*TASK REQUIREMENTS*.
What you return must match the records exactly, line for line.

*Saved entries*.

=======

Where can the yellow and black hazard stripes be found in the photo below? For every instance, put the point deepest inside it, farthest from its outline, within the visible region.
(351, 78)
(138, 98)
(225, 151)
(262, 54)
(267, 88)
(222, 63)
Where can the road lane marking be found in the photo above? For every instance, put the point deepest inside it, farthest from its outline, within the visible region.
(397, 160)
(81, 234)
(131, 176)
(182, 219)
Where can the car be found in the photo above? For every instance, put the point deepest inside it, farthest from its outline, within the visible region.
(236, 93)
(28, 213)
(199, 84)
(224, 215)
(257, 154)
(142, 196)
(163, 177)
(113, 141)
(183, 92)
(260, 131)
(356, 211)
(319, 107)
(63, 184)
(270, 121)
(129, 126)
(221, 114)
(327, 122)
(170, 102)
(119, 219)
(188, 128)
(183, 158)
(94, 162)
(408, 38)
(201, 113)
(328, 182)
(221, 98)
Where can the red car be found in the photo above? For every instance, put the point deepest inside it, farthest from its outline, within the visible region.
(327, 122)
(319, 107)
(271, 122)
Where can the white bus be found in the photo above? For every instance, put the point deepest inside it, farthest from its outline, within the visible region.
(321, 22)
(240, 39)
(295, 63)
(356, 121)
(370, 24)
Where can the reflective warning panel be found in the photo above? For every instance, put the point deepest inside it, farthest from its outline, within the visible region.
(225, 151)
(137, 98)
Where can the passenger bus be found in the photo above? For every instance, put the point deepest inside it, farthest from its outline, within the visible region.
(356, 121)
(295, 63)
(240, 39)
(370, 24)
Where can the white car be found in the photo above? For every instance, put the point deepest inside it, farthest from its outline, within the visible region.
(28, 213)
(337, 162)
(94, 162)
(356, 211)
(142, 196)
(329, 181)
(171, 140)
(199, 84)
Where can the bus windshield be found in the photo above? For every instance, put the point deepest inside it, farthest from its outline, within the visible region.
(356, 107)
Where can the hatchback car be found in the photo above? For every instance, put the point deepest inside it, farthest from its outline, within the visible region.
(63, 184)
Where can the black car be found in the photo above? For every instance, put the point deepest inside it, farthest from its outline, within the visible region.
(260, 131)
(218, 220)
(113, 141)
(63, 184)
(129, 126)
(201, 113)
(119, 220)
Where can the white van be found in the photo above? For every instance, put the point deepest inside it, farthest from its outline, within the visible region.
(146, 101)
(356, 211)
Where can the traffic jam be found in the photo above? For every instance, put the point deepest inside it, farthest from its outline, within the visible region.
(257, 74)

=======

*ANSWER TO THE EXERCISE*.
Where can the yellow and black hazard stripes be found in the photo below? For every instance, put the point deepest inside it, farthest from its outline, within the visible region.
(351, 78)
(138, 98)
(225, 151)
(262, 54)
(267, 88)
(222, 63)
Where can the road lane marking be found in the photo above? For every instance, put the point deepest inside it, farthest from its outline, within the visible region.
(397, 160)
(81, 234)
(131, 176)
(182, 219)
Where can the car be found in the photo above? For every instance, put the point deepest inside it, farthest from its outline, within the visible region.
(236, 93)
(28, 213)
(199, 84)
(224, 215)
(257, 154)
(142, 196)
(163, 177)
(113, 141)
(183, 92)
(260, 131)
(356, 211)
(319, 107)
(63, 184)
(270, 121)
(129, 126)
(221, 114)
(327, 122)
(170, 102)
(119, 219)
(188, 128)
(183, 158)
(94, 162)
(408, 38)
(201, 113)
(328, 182)
(221, 98)
Where can the red car be found in the photo above? For every instance, put the point deepest inside it, farthest from its outline, within the visible region.
(327, 122)
(319, 107)
(271, 122)
Where can the white bus be found in the photo above? For every instance, put the point deepest inside it, farthest from its outline, within the visible region.
(321, 22)
(240, 39)
(295, 63)
(356, 121)
(370, 24)
Where can the reflective warning panel be found in the photo above? For every instance, put the point deepest inside it, farthest from its outline, within the visible region.
(225, 151)
(137, 98)
Where can the passenger bus be found in the photo above? For every instance, put the point deepest inside it, farthest from its outline, within the visible region.
(356, 121)
(295, 63)
(240, 39)
(370, 24)
Where can the white car be found in the photo above? For every instance, put the point deepest inside it, farthest from its outline, within the visible region.
(28, 213)
(337, 162)
(94, 162)
(356, 211)
(142, 196)
(329, 181)
(171, 140)
(199, 84)
Where can the bus windshield be found in the photo above? For every instance, put the point deepest inside it, farthest from its outline, within the visible region.
(356, 107)
Where can the hatchback car be found in the photo above? For every instance, put the point deepest inside it, farthest from its outline, within the visible region.
(63, 184)
Where can the black car be found in the photo above? For every instance, put the point deepest inside it, farthest from its outline, within the visible region.
(260, 131)
(218, 220)
(113, 141)
(63, 184)
(129, 126)
(201, 113)
(119, 220)
Where can the white van be found in the photo above? For every instance, put the point deepest inside it, farthest from its outline, within the visible region.
(146, 101)
(356, 211)
Where can the traffic jam be found in the photo above? For every instance, put the point deepest inside it, farthest from its outline, within the visible region.
(257, 74)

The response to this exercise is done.